─── TEXT SEGMENT ───
Three days of furious fighting followed, during the course of which Bringas completely lost control of the city. In the chaos, an illegitimate son of Romanus I Lecapenus named Basil was able to seize the imperial fleet and send it to pick up the waiting Nicephorus. At the sight of the great general riding through the Golden Gate on a massive white horse, dressed in his finest golden armor, the fury of the mob turned to cheers. Escorting Nicephorus to the Hagia Sophia, the crowd watched him dismount and kneel before the high altar as the patriarch gently placed the imperial crown on his lowered head.

The new emperor of Byzantium was one of the most qualified men ever to sit on the imperial throne and seemed to have been born to lead. Still energetic in his early fifties, he had held the supreme command over the army for the last nine years and was used to giving orders and getting results. He unfortunately wasn’t gifted with a single ounce of charm, barking commands at his courtiers and insulting everyone he disagreed with, but the empire needed a firm hand at the helm, and there was no one better to steer the rudder. Unpleasant, boorish, and rude he may have been, but (if only by virtue of the fact that they didn’t know him yet) he was extremely popular with his subjects, and Theophano welcomed him as her children’s protector.

Their relationship must have been somewhat awkward. Strictly religious to the point of asceticism, Nicephorus couldn’t have been less suited to the pleasure-loving twenty-two-year-old Theophano, but he soon fell hopelessly in love and, ignoring a previous vow of chastity, proposed to her within the month. Whether she actually loved him or not, Theophano needed him, and she gratefully accepted, taking her place beside him on the throne.
─── SUPPLIED DATA ───
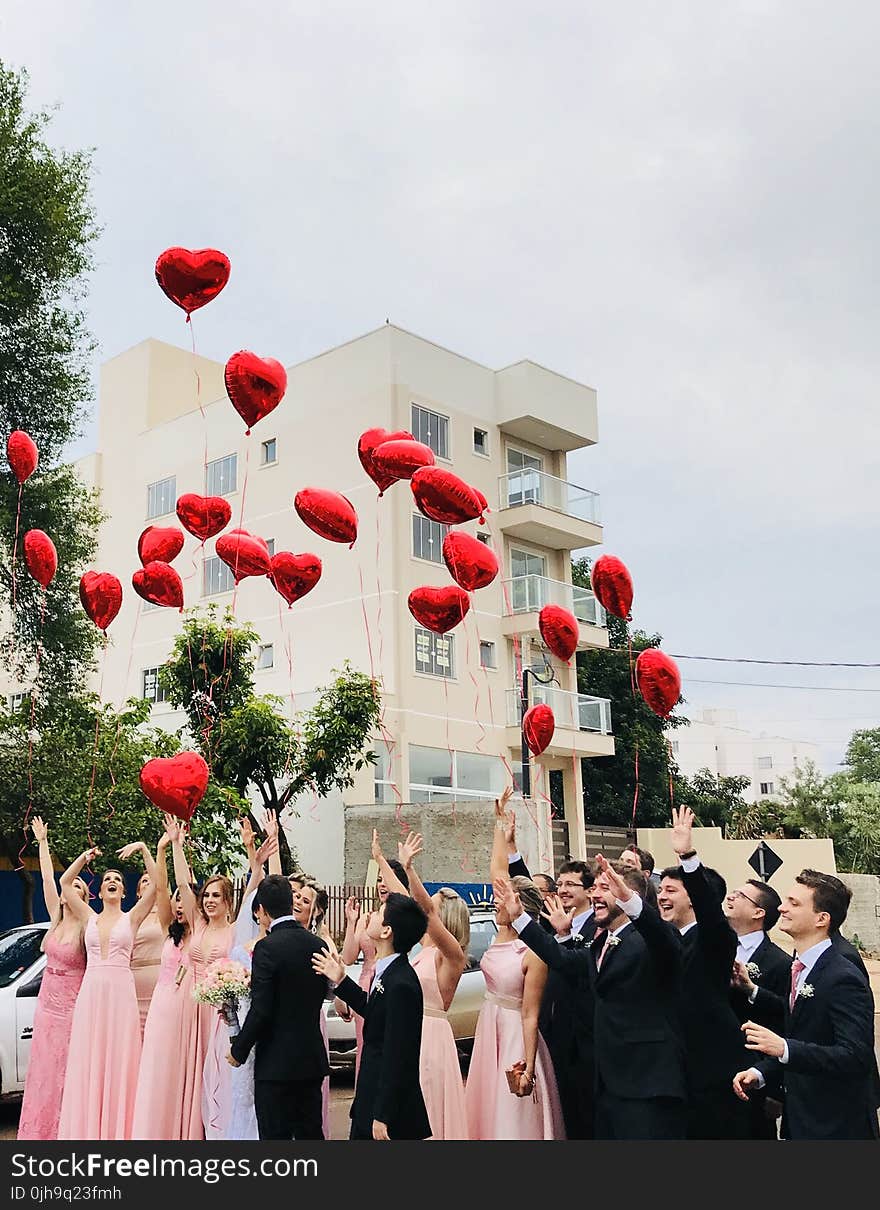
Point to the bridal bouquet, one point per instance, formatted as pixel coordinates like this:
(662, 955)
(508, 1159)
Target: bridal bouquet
───
> _TO-DO LIST_
- A) Decide whether each statement agrees with the text about Nicephorus becoming emperor: (i) Nicephorus received the crown from the patriarch in the Hagia Sophia; (ii) Nicephorus had held supreme command of the army for about twenty years before taking the throne; (iii) Theophano at first turned down his proposal. Answer yes or no for each and quote the words of the text that decide it.
- B) Write the next part of the text about Nicephorus becoming emperor, picking up after its final sentence.
The material placed after the text about Nicephorus is separate from it.

> _ANSWERS TO THE EXERCISE_
- A)
(i) Yes: "the patriarch gently placed the imperial crown on his lowered head."
(ii) No: "he had held the supreme command over the army for the last nine years."
(iii) No: "she gratefully accepted, taking her place beside him on the throne."

- B)
Marital bliss, however, could only keep the emperor in Constantinople for so long. He was always happiest on campaign, and, in any case, there were too many enemies on the frontiers to relax his vigilance. The caliphate was showing encouraging signs of weakness, and now was the time to press the advantage. Earlier that year, Nicephorus had sent his brilliant nephew John Tzimisces probing into Syria, and the young man had met exemplary success. Impatient to join him, the emperor gathered his army and set out, alerting his nephew by lighting a series of signal fires that carried news of the advance to the distant Taurus Mountains within a few hours. The first target was the ailing emir of Aleppo, who had been raiding imperial territory for decades. The Muslims took one look at the size of the imperial army bearing down on them and tried to negotiate, but Nicephorus ignored the panicked offer of tribute and stormed his way into Cilicia to conquer Tarsus. That same summer, the imperial forces cleared the Arabs from Cyprus. Two years later, Nicephorus brought the city of Aleppo to its knees, reducing the once-powerful emirate into a vassal state.

The emperor returned in triumph to the capital with a glittering reputation and a new confidence in the empire’s power and prestige. He had humbled those who raised swords against him in the East and had demonstrated clearly enough that Byzantium was not to be trifled with. Unfortunately for the empire, however, it had enemies on all sides, and the very traits that had served Nicephorus so well in the East would betray him in the West and bring nothing but disaster.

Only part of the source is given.